TASK TO CARRY OUT
Recast the lines from the first one through the line containing "[1134, 589]", inclusive, as a Markdown table with the columns Row and Line. Number each row and leave out any blank lines.

○ ○ ○ ○ ○ ○ ○

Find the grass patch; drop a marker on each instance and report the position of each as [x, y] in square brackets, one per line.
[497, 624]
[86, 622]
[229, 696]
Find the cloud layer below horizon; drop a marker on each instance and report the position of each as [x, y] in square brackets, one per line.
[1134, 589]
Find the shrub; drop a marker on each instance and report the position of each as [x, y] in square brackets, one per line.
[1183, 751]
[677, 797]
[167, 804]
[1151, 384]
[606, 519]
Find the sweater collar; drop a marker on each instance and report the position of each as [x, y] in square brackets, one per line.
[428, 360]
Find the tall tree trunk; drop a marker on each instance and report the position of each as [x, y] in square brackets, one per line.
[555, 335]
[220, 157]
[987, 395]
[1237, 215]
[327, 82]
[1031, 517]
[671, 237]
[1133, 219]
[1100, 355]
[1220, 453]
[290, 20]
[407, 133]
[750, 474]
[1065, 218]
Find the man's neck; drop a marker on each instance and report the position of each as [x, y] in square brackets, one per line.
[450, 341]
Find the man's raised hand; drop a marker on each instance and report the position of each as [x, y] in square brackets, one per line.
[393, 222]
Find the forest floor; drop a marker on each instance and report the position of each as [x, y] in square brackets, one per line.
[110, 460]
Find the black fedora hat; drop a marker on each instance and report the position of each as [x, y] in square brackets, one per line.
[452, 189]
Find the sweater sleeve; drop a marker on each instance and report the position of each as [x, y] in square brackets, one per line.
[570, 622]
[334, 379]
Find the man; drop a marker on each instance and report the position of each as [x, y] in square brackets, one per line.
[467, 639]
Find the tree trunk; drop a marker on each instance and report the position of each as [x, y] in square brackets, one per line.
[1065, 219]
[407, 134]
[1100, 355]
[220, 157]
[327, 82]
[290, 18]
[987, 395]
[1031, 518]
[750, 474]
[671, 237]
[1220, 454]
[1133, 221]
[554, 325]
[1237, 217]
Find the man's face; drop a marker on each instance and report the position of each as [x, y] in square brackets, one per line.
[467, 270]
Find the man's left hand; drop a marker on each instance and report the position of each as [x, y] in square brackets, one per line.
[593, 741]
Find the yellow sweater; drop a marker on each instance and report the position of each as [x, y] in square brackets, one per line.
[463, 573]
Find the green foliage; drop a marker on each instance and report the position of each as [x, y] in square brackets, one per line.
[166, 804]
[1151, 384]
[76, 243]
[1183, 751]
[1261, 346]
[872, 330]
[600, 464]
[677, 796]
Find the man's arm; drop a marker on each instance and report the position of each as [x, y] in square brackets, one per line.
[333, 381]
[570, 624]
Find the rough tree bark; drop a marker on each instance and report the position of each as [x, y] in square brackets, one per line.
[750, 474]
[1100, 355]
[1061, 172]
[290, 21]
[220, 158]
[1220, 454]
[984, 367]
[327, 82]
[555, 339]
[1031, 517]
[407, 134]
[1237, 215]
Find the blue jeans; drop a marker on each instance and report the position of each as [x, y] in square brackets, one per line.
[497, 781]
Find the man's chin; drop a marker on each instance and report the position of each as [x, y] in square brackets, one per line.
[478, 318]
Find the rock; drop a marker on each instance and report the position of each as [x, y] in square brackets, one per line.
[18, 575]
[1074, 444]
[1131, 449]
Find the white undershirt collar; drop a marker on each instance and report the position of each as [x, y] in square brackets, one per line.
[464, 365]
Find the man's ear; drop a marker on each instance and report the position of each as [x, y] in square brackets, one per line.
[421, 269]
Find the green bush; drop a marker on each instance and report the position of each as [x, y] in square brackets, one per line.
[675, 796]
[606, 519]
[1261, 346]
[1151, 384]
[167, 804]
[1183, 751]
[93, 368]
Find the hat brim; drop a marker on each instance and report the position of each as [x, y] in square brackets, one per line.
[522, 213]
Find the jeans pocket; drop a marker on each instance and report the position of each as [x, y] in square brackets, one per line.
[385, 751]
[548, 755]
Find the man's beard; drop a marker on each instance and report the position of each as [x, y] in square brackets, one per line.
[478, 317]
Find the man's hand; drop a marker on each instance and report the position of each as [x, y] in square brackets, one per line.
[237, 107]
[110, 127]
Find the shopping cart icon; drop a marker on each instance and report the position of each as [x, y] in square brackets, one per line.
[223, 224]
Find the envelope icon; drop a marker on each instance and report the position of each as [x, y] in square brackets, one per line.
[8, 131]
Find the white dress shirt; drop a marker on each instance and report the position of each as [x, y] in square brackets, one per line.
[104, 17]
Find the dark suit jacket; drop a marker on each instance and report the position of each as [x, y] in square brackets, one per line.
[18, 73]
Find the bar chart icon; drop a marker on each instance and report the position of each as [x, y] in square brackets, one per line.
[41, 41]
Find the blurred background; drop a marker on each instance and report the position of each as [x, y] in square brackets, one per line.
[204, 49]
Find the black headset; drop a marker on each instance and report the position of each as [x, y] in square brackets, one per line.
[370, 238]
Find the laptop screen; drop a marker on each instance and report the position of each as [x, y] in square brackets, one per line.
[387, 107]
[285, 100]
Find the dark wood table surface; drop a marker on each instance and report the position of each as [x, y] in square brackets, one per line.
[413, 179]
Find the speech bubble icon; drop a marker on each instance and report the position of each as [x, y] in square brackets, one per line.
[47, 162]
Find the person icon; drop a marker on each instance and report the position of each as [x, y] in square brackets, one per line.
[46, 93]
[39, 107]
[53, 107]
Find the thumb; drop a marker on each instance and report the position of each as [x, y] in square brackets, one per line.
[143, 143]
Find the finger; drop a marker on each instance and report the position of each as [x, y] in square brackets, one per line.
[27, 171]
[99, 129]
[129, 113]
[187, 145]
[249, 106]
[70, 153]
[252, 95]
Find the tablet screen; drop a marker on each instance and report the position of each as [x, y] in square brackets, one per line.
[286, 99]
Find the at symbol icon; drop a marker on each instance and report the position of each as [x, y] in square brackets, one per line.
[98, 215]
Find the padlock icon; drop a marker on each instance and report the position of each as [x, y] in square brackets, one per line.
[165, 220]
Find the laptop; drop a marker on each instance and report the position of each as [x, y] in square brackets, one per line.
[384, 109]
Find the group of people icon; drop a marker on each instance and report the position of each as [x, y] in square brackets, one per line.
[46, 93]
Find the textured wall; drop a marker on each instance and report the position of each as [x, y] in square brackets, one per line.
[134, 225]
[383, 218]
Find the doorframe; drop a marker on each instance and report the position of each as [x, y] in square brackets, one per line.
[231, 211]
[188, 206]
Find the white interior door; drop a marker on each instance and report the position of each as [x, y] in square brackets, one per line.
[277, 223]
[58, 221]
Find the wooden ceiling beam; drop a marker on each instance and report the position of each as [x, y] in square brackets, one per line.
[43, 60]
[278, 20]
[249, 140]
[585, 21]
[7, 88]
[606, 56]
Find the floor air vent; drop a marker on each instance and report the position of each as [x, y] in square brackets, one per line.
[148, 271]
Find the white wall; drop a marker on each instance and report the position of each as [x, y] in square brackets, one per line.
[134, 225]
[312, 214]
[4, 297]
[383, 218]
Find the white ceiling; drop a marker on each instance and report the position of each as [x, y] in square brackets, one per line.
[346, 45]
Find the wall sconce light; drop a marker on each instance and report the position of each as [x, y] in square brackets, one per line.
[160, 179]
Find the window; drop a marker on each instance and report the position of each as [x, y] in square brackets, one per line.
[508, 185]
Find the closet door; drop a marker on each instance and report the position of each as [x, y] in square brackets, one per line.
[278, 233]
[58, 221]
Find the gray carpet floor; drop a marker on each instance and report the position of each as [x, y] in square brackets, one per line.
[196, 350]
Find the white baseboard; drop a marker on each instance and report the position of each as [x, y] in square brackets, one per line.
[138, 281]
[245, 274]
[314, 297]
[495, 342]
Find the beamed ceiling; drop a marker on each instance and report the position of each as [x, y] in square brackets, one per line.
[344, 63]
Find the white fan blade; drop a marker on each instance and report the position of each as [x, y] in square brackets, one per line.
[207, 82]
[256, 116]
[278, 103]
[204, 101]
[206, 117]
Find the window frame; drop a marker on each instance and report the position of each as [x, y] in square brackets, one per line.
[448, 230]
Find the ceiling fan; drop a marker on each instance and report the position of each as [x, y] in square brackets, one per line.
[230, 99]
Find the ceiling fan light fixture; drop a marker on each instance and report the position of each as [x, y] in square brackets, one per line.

○ ○ ○ ○ ○ ○ ○

FULL SOLUTION
| Row | Line |
|---|---|
| 1 | Find the grass patch; drop a marker on each instance and report the position of each as [x, y] in square brackets, one per line. |
| 2 | [497, 624] |
| 3 | [86, 622] |
| 4 | [229, 696] |
| 5 | Find the cloud layer below horizon; drop a marker on each instance and report the position of each as [x, y] in square brackets, one per line. |
| 6 | [1134, 589] |